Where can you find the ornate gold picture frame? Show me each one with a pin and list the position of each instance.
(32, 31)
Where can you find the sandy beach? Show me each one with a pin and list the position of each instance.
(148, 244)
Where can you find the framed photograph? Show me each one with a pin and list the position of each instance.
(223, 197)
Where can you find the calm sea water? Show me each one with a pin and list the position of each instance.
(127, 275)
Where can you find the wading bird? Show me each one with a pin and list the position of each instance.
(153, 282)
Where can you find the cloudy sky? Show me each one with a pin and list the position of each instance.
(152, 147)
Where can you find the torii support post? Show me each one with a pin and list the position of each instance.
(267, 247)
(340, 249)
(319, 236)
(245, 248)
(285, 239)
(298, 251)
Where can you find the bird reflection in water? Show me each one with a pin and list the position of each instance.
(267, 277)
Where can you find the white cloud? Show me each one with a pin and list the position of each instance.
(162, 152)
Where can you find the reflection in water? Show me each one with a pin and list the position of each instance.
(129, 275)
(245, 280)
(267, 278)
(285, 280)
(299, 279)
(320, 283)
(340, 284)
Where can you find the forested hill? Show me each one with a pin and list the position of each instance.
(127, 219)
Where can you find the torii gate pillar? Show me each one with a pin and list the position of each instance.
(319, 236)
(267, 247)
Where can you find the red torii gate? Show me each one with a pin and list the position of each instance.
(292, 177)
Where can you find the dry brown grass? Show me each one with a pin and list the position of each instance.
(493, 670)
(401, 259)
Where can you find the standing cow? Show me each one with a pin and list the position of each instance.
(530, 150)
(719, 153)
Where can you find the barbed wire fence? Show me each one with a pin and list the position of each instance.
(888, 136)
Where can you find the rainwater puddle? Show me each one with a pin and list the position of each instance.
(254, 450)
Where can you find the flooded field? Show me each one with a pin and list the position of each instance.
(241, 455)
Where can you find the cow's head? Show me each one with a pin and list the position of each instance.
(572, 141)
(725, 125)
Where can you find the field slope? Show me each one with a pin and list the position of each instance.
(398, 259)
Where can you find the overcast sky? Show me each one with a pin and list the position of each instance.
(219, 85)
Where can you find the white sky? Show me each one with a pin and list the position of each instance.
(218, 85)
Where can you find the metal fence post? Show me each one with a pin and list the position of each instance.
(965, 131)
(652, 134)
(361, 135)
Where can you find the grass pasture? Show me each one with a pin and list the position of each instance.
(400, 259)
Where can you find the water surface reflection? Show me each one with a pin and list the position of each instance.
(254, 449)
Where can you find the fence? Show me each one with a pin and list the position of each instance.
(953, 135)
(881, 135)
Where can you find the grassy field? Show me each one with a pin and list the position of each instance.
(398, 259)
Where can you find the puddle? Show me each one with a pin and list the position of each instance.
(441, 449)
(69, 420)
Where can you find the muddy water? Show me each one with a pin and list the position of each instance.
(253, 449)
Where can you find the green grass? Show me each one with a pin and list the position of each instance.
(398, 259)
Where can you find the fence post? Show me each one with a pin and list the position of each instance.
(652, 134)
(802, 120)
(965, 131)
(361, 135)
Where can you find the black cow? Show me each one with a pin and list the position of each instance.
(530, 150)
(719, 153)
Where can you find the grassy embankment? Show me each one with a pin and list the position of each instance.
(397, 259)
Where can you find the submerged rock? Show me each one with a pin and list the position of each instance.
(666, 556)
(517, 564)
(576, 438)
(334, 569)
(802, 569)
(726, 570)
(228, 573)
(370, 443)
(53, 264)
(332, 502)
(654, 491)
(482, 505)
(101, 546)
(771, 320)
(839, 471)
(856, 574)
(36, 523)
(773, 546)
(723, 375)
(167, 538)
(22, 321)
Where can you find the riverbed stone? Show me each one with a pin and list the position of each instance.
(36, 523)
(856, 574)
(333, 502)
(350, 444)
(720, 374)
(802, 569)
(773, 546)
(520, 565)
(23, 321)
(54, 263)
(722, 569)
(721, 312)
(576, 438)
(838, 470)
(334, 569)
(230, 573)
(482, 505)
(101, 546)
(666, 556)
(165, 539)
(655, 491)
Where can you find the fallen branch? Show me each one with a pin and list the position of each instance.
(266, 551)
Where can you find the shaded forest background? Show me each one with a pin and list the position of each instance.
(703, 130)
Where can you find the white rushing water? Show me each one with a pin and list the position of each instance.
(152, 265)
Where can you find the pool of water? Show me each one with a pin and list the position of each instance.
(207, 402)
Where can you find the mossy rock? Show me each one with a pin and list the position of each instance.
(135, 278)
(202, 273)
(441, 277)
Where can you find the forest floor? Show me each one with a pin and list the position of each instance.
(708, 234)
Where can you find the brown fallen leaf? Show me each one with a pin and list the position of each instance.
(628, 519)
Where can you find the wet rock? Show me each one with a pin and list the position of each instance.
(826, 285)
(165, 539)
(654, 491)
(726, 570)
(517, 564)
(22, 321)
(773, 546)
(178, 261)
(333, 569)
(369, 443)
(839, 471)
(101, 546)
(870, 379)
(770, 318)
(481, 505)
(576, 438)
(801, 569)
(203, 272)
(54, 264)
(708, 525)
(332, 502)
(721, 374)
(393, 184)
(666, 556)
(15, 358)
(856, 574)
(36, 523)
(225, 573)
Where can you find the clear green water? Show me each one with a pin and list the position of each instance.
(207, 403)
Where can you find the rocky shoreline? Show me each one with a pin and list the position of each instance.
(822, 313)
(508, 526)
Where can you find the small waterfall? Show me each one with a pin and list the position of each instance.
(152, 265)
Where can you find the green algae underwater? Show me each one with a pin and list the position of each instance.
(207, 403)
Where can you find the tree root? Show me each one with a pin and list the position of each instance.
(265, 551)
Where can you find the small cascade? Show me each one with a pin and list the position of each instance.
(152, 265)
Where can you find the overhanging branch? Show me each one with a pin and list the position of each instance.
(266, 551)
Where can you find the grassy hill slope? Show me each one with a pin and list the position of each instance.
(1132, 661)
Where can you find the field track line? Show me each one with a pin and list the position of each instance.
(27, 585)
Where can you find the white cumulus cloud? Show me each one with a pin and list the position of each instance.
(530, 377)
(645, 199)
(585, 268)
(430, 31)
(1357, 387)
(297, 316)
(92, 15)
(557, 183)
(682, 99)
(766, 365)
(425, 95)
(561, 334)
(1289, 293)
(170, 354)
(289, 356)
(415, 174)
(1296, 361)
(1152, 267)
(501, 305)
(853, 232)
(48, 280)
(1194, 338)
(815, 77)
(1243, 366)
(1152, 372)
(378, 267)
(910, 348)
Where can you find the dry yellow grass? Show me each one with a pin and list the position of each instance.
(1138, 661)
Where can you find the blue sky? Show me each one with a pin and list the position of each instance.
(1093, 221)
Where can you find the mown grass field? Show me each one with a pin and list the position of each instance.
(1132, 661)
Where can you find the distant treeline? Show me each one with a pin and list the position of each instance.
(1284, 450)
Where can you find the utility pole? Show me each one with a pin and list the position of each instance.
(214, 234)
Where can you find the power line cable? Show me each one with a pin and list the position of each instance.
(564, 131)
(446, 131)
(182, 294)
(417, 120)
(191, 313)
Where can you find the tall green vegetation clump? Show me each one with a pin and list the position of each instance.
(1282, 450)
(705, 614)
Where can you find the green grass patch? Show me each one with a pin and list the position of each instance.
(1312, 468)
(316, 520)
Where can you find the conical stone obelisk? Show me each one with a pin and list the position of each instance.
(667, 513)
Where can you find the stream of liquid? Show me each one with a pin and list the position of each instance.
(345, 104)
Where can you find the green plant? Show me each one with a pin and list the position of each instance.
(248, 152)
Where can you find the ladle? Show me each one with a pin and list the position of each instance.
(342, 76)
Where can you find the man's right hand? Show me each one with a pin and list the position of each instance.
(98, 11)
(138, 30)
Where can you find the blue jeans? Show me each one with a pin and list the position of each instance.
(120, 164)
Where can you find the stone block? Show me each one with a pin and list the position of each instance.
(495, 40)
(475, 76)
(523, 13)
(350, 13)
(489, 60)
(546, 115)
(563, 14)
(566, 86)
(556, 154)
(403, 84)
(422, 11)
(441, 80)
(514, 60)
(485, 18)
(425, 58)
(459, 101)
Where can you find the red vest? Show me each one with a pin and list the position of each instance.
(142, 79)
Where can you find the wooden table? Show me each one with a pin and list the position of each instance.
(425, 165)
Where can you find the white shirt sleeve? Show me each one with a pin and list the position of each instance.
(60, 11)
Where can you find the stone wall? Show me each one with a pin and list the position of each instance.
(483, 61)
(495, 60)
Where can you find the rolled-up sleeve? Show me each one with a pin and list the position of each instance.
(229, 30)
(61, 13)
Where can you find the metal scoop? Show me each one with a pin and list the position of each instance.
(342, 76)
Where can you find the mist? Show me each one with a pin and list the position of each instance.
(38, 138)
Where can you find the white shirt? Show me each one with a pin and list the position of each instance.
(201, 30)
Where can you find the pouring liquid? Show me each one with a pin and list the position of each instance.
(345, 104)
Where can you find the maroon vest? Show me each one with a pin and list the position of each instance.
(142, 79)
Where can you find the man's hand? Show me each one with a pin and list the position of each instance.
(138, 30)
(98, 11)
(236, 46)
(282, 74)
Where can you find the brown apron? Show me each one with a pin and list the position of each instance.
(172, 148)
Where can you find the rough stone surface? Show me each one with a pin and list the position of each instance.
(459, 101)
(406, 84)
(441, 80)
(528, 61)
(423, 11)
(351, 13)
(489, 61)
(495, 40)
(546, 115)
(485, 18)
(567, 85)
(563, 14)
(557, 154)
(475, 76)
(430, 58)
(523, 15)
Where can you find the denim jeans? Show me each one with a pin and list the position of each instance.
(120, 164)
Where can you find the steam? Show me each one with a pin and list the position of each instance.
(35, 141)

### Task prompt
Extract the lines above from the one containing "Where can you find the red vest?" to the last line, both included, exactly as written.

### Solution
Where can you find the red vest? Show me each one with a pin and list the position of each instance.
(142, 79)
Where can you find the wooden table? Show me each one with a pin and list the position of each instance.
(425, 165)
Where can you find the white shirt sleeve? Show me each one with a pin and list the position of each instance.
(60, 11)
Where can you find the stone wall? Show me each one with a pin and list the position of each instance.
(483, 61)
(495, 60)
Where can you find the rolled-up sleeve? Show me each one with a pin and list the position of each instance.
(229, 30)
(61, 13)
Where can you find the metal scoop? Show me each one with a pin and list the position of each instance.
(342, 76)
Where can you find the mist? Show me each one with a pin and list the position of each instance.
(38, 138)
Where can you find the white shirt? Show me each one with a pin and list the position of each instance.
(201, 30)
Where can you find the pouring liquid? Show me each one with a pin and list the position of each instance.
(345, 104)
Where can you find the maroon vest? Show me each one with a pin and list the position of each instance.
(142, 79)
Where can you find the man's hand? Show me each one with a pin and list the position of each instance.
(138, 30)
(98, 11)
(236, 46)
(282, 74)
Where can you find the brown apron? Show me each one with a pin and list the position of each instance.
(172, 148)
Where can you find the rough stone surface? Show me each one with a pin and list the position of each instance.
(459, 101)
(406, 84)
(441, 80)
(528, 61)
(423, 11)
(351, 13)
(489, 61)
(495, 40)
(546, 115)
(485, 18)
(567, 85)
(563, 14)
(557, 154)
(475, 76)
(430, 58)
(523, 15)
Where can you find the denim jeans? Show me each one with a pin and list the position of each instance.
(120, 164)
Where can you find the steam? Show me each one with a pin and list the position of each instance.
(35, 141)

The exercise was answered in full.